### Exercise task
Return every line from the records below that contains the string "pomegranate". Matches must have the same case.

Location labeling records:
++++++++++++++++++++
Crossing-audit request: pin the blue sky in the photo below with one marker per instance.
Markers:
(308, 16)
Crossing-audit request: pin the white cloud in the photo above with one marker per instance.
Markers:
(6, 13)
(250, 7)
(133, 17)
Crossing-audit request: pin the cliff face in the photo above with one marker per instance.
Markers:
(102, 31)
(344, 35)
++++++++++++++++++++
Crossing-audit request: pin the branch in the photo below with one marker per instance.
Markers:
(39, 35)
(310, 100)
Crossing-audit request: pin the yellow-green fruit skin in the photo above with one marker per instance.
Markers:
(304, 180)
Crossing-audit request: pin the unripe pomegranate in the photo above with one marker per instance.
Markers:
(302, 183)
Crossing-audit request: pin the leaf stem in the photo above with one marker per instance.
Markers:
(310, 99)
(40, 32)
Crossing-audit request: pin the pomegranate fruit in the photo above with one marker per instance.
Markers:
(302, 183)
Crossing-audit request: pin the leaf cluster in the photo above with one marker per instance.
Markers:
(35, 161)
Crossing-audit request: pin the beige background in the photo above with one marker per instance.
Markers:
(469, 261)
++++++++++++++++++++
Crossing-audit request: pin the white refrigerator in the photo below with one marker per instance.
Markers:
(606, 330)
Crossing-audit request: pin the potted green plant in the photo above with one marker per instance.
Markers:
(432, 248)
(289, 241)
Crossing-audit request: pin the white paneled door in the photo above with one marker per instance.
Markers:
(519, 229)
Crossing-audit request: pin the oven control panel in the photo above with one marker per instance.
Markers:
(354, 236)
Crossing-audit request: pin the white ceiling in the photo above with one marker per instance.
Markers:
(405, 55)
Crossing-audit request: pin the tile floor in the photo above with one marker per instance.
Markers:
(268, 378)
++++++++++++++++++++
### Task result
Crossing-audit request: pin the unripe pomegranate in the photo above with one marker per instance.
Crossing-audit request: pin the pomegranate fruit in the photo above with one marker per instance.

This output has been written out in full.